▶ Description of the task
Reproduce word for word the items below, from the line containing "Mark one point on each instance of the truck windshield" through the line containing "pixel 477 683", with both of those lines included.

▶ Records for this exercise

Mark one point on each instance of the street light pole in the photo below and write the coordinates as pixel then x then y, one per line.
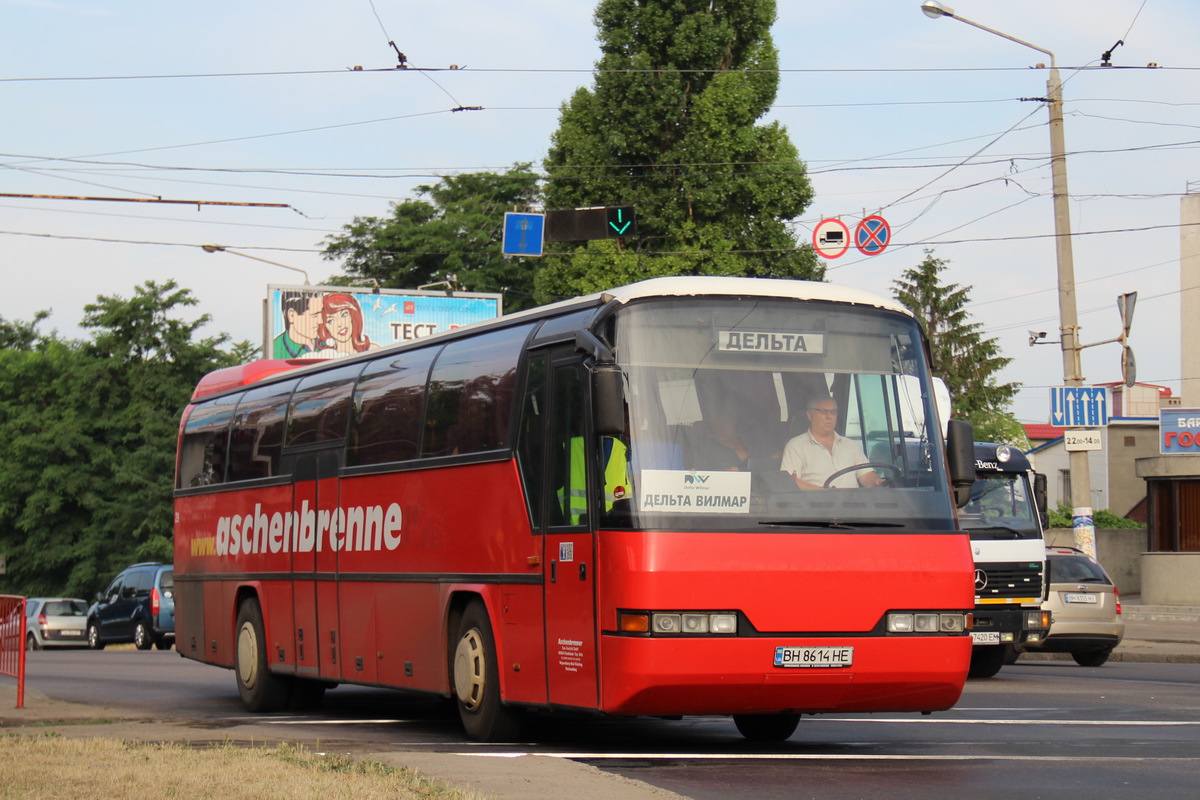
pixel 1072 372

* * *

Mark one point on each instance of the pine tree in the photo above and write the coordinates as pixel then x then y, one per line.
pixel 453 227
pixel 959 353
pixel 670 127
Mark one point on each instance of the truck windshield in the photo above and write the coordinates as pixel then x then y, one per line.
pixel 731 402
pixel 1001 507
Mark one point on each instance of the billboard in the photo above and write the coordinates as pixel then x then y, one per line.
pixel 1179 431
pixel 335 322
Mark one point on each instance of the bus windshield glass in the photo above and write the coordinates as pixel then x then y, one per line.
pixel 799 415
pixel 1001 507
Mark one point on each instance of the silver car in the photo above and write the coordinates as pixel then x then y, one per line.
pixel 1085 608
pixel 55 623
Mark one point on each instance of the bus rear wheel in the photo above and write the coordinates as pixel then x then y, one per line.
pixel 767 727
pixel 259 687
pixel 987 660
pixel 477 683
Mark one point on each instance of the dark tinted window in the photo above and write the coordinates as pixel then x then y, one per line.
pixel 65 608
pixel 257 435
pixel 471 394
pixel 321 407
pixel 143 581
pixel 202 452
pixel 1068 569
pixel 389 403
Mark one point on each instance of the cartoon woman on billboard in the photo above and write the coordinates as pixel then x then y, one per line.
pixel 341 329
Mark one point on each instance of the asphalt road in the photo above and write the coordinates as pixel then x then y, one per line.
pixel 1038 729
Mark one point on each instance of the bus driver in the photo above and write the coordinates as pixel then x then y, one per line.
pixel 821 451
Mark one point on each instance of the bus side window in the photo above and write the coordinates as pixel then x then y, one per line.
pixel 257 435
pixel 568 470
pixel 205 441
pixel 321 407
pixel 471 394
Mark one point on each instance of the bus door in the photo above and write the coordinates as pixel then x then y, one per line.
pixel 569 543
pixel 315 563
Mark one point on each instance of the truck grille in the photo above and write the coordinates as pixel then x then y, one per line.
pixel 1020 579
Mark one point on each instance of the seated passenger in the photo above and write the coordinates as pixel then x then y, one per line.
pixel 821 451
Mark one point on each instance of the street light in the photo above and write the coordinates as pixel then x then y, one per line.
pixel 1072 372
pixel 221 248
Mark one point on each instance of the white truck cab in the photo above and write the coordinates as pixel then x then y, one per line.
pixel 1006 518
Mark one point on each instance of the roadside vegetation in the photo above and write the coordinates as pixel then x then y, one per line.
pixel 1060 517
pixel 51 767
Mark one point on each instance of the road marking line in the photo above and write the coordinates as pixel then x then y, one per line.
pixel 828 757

▶ Correct response
Mark one point on each instance of the truck windshield in the photo above and write the coordinates as pixel then x then y, one per line.
pixel 731 402
pixel 1001 507
Mark one point on each instance of the billboard in the photo above and write the coordinates as pixel then x then y, one per line.
pixel 1179 431
pixel 335 322
Mark one point on each instance of the bus windshield glass in the photo above and write the coordinates as pixel then x then y, one per line.
pixel 799 415
pixel 1001 507
Mark one point on each instance of the silver car in the photo above and write the coordinates as pixel then x then y, one per line.
pixel 1085 608
pixel 55 623
Mark one point on each instance of the bus rear wheel in the photo above and write the coordinates as pixel then x then y, one per line.
pixel 767 727
pixel 259 687
pixel 987 660
pixel 477 683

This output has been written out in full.